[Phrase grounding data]
———

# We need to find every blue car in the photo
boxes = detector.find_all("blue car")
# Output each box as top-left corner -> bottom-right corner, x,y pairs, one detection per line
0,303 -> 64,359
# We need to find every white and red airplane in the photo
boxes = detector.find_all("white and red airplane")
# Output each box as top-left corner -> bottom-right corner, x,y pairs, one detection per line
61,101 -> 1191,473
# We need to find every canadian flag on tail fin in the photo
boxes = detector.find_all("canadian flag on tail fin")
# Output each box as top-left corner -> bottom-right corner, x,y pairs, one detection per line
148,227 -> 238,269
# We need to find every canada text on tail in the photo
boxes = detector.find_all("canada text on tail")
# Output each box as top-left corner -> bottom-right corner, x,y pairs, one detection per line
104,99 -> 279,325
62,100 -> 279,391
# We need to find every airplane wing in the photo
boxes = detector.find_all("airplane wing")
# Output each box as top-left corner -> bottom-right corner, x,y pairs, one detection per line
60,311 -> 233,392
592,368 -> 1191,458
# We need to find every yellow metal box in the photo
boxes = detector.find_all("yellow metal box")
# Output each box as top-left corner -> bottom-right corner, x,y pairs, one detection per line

———

## PROBLEM TO WORK ON
Transcribe every line of the data, exactly as it stands.

## EXERCISE SOLUTION
# We need to find every blue car in the photo
boxes = detector.find_all("blue car")
# Output each box as top-left corner -> bottom-right corner, x,y pairs, one detection per line
0,303 -> 64,359
# We need to find every white and red airplane in the photo
boxes = detector.find_all("white and red airplane")
# Output each box as top-left corner -> bottom-right corner, x,y pairs, one detection per line
61,101 -> 1191,473
# We need to find every canadian flag on tail fin in the photo
boxes = detector.find_all("canadian flag on tail fin")
# Output each box as top-left corner -> bottom-right corner, x,y pairs, one detection per line
148,227 -> 238,269
# We need to find every canada text on tail in the photo
boxes = detector.find_all("canada text on tail")
# Output each box as top-left corner -> bottom-right corner, x,y pairs, one detection per line
104,99 -> 279,325
62,100 -> 279,391
# We need to find every airplane wing in the photo
boxes = detector.find_all("airplane wing")
# Output each box as top-left corner -> bottom-right corner, x,y pairs, one detection per line
60,311 -> 233,392
592,368 -> 1191,458
# We need to find every yellow metal box in the photo
boxes = detector.find_all("yellow metal box")
# Output each box as top-left corner -> bottom-right corner, x,y pairs, one detection per line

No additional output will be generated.